→ PROBLEM DETAILS
Could you resume the grief-and-hiking essay on the Pacific Crest Trail, writing on from its final sentence?

→ SOURCE PASSAGE
+++

I went home. I got a tattoo, a hummingbird, tied to a memory of my mother. I started painting. I read Wild again. I reread Tiny Beautiful Things. I clung to Cheryl Strayed’s writing like a bible for my grief. Backpacking. I would like to go backpacking, I thought. There was a hike I’d heard people talk about in Arizona that took you to clear blue waterfalls. Havasu Falls. Maybe I’d be a strong enough hiker by the end of the year to go there.
But then it was April, and a coworker posted on Facebook that they were going to Havasu Falls and had an extra permit.
When? I asked.
Friday, she said.
I had three days. My tattoo wasn’t finished healing. I had no backpacking gear. I’d never been on more than an eight mile day hike which had nearly destroyed me, let alone carrying weight. The trip to the falls was 10 miles in, 10 miles out.
I said yes.
The hike was the first really hard thing I’d done since losing my mom. On the way out, I convinced myself I couldn’t do it. I was going to take a tourist helicopter out. My group passed me and said they’d see me at the top. But then the helicopter was going to take longer than I’d anticipated, almost as long as the hike itself, so instead I hiked my way out. As I climbed the 1000 feet out of the canyon, I looked back at where I’d come from. I wished my mom could see it too. I stopped in every patch of shade to cry. And then I kept walking.
It was nearly a year after Havasu before I went on my next backpacking trip. I started to warm the idea that I might do the PCT someday. Someday, when I’m stronger. Someday, when I’m more confident in nature.
I went on a few more backpacking trips. I liked the way they made me struggle. I liked the way I so often had to do the thing I didn’t think I could do.
I started reading thru-hiker’s blogs. I followed them on Instagram. I saw something I didn’t expect to see, which was that they were just like me. They had all of the same fears and pains I had. The only difference was that they had decided to go.
A year and a half after I lost my mom, I decided for sure I was going to hike the Pacific Crest Trail. I’m a month away from starting at the border of Campo, CA.
Losing my mother was the hardest thing I’ve ever had to live through. A close second was the six months I spent watching her die. It doesn’t escape me that for nearly the same amount of time, I will be putting one foot in front of the other, trying to reach the Northern Terminus.

+++

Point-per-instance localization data

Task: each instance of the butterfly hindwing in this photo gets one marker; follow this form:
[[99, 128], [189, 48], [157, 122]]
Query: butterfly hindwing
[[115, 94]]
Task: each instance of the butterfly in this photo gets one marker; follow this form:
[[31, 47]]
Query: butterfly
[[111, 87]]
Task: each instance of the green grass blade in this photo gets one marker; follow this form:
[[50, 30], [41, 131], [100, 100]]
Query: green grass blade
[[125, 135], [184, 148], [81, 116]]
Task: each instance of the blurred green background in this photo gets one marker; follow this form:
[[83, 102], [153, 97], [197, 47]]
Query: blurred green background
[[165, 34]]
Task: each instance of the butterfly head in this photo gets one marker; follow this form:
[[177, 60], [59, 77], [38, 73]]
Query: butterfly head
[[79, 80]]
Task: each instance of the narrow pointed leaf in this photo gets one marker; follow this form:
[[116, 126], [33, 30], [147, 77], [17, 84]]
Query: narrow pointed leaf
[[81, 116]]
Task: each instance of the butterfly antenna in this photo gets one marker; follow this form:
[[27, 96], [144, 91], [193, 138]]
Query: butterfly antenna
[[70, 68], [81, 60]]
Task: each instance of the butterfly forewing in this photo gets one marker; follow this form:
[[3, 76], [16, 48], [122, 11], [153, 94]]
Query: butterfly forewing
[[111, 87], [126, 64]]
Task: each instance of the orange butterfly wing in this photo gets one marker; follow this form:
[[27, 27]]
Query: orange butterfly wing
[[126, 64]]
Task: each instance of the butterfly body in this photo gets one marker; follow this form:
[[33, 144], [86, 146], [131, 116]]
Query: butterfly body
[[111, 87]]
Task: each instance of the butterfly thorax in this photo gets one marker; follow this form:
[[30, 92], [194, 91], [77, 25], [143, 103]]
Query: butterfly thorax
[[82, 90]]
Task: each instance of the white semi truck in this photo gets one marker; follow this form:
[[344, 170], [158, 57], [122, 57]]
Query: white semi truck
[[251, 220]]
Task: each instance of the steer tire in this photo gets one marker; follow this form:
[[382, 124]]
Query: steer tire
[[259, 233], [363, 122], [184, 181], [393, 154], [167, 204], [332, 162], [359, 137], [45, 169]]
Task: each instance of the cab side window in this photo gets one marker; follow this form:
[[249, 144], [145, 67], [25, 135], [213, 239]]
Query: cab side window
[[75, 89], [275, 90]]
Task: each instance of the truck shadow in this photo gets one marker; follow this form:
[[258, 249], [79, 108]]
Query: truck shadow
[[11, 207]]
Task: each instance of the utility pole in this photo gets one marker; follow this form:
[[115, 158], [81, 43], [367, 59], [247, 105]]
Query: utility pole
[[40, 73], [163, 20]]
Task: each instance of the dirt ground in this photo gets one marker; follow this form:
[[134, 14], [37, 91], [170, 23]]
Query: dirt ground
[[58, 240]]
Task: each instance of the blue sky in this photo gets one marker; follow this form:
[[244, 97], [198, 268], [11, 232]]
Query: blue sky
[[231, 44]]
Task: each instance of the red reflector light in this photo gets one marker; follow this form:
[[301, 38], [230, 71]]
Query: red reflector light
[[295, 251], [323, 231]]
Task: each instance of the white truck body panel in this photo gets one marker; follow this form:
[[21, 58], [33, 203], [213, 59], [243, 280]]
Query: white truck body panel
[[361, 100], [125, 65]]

+++

→ EXPECTED ANSWER
Sometimes I try to imagine whether I would be hiking this trail if my mother were alive. One answer is no. I wouldn’t have needed to. I wouldn’t have needed to see just how much I could suffer and survive if she’d lived.
Another answer is yes. She would come with me. She would make friends with every hiker and trail angel we passed. She would insist we splurge in town on good food and a comfortable bed. She would probably pack wine. She would snore. She would be slow but steady. She would make sure we called home.
Before my mother died, I’d always seen her as a completely different species to me. We got along well, but we were different. Where she was positive I was critical. Where she relaxed, I planned. Where she schemed, I played by the rules.
When she died, an image came to me without asking for it. I imagined that she had shrunk back into a fetus and implanted herself inside my literal, anatomical heart. This essence of my mother would leech out particles of vulnerability when I wanted to be closed, compassion I’d never had capacity for, love for every ounce of my fear. It was as if she’d decided: I can’t be there to help you become this person anymore. I’ll have to show you how to do it on your own.
I don’t get to know what my mother would think of me hiking from Mexico to Canada. I don’t get to know if I’ll make it to the Northern Terminus, or if my pack will be too heavy, or if I’ll wither in the sun or sink in the snow. But I hope to spend as much time as I can being the woman I believe my mother knew I could be. More brave than afraid. More free than secure. More wild and alive.